WHAT YOU ARE ASKED TO DO -
List every line in the records below that contains the string "shirt", matching case exactly.

---

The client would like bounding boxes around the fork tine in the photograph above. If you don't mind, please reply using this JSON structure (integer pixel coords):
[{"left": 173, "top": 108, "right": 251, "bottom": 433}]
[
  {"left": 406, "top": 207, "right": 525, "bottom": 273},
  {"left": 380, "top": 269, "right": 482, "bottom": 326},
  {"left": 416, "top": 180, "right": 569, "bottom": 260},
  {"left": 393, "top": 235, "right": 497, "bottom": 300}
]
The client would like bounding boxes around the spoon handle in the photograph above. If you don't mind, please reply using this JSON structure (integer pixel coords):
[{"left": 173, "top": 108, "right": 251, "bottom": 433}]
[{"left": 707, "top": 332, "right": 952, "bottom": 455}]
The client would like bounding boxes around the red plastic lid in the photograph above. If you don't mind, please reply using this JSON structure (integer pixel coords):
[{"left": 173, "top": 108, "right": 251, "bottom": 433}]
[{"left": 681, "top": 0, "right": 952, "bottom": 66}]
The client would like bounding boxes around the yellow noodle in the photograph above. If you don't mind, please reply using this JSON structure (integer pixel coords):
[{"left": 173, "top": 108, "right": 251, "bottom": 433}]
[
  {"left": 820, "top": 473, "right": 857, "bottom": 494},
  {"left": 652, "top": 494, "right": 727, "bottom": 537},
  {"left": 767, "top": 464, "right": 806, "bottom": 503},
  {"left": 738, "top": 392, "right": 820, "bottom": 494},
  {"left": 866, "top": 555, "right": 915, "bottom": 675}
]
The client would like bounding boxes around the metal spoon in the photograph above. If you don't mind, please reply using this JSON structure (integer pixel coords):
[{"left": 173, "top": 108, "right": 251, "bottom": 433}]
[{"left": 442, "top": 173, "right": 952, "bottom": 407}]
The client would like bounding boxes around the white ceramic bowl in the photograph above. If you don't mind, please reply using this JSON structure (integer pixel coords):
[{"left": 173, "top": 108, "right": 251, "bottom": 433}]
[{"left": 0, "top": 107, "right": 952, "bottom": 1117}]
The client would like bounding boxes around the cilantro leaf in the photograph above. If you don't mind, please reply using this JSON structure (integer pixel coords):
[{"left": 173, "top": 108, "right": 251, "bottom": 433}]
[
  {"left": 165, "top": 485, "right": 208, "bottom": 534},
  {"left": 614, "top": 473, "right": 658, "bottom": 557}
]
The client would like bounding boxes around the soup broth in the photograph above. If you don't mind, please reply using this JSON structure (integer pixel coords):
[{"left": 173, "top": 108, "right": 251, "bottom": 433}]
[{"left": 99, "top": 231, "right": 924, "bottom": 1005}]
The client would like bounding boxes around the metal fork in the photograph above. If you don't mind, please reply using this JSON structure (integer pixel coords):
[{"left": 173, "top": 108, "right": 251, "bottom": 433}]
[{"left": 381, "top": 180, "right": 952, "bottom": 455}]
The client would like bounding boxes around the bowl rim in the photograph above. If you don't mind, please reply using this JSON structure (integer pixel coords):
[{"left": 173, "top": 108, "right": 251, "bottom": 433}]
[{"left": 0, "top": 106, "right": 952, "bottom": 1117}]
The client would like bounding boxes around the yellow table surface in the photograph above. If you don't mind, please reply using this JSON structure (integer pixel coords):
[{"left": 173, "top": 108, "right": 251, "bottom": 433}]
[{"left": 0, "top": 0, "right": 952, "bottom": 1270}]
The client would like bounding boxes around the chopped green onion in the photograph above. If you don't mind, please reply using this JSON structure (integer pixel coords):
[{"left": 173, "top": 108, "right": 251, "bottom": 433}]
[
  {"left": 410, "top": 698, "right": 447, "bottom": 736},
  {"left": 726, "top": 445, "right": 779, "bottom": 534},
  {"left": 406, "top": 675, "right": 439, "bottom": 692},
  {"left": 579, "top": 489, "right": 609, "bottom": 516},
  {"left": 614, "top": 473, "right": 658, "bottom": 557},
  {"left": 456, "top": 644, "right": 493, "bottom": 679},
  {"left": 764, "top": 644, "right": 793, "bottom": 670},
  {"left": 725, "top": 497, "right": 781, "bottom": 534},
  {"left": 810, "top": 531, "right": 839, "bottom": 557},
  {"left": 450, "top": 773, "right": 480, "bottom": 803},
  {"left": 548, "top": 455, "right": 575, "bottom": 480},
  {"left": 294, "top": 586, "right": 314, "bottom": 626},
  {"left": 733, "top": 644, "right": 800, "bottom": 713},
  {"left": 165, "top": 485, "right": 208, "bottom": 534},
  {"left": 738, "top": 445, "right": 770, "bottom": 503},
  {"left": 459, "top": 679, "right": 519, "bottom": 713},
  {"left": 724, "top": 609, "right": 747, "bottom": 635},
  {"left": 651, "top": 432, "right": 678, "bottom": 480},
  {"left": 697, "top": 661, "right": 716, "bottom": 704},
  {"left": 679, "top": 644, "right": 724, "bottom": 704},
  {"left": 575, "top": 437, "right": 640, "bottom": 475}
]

---

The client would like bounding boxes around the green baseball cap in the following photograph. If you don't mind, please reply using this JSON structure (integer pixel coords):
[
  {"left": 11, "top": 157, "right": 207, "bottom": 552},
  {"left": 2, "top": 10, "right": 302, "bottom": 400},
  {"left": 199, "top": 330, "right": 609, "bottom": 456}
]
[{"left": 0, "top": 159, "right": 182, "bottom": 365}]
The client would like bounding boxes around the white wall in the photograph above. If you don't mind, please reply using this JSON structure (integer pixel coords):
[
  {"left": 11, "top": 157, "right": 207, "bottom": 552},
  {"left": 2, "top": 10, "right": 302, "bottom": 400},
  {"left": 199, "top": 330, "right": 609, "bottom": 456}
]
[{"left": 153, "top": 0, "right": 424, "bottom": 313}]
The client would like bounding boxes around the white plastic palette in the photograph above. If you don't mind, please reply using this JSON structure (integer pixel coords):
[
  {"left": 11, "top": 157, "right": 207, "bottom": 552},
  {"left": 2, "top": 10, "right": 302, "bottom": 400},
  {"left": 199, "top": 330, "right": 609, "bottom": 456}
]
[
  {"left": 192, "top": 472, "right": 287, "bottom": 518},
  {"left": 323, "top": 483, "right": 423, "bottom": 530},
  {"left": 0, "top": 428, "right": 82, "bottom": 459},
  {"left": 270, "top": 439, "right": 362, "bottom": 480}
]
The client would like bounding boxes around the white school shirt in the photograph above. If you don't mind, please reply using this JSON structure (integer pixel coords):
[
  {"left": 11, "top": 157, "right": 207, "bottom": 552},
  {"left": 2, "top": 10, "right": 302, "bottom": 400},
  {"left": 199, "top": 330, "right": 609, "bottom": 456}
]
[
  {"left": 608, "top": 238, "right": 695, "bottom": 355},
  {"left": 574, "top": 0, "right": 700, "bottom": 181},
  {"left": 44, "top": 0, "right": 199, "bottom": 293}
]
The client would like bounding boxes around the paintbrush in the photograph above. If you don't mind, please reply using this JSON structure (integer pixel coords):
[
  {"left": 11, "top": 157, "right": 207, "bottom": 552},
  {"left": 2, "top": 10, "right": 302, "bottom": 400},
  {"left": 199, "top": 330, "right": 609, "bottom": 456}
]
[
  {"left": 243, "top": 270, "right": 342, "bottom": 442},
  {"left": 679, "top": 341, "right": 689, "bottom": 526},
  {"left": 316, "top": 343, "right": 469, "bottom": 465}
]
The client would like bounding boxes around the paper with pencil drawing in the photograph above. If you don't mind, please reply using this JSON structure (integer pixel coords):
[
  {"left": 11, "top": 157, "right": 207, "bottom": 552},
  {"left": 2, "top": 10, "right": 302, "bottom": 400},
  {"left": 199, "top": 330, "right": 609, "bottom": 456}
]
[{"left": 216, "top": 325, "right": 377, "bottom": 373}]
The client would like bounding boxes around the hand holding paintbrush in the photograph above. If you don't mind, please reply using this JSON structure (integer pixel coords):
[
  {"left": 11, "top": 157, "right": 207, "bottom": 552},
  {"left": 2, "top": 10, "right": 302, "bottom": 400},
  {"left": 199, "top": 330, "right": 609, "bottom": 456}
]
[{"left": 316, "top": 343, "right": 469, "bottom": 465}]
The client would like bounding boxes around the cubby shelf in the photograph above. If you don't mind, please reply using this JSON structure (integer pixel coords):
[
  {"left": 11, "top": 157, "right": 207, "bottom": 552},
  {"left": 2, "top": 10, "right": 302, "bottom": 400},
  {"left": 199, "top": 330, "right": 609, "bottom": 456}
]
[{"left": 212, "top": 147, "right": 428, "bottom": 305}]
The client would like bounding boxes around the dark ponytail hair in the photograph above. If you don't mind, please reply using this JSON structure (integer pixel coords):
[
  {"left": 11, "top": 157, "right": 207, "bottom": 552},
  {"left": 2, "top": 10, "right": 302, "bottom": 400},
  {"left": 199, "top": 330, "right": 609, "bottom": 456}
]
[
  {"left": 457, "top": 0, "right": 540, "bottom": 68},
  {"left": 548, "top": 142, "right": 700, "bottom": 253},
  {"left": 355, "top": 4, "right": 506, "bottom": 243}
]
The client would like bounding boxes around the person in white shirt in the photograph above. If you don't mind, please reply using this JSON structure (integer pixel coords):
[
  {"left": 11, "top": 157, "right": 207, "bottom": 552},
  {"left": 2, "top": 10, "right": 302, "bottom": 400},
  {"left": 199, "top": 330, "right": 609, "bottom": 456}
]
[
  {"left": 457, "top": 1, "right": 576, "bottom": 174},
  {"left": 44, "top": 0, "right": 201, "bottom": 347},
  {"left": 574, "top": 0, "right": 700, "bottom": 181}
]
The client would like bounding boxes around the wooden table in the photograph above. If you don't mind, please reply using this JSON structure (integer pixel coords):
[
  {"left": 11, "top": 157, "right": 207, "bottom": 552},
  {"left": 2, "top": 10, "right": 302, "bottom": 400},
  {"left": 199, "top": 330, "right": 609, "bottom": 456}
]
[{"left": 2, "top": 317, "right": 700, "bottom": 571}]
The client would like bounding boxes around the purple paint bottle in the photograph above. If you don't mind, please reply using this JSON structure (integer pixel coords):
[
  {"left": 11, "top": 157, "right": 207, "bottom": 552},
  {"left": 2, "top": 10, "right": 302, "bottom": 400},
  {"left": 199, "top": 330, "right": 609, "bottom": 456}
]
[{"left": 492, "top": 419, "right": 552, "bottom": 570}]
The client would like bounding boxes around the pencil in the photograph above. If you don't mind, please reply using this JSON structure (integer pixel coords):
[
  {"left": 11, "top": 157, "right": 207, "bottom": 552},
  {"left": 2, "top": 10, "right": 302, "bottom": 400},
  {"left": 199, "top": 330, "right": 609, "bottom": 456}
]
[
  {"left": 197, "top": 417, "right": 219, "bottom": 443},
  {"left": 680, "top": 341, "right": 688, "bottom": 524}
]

---

SOLUTION TO THE EXERCISE -
The client would like bounding boxes around the white school shirt in the photograph above. If you don't mind, please reply using this JSON structure (integer pixel coords):
The client would like bounding boxes around the person in white shirt in the photograph above. If you don't mind, please reply using this JSON structure (integer pixel coords):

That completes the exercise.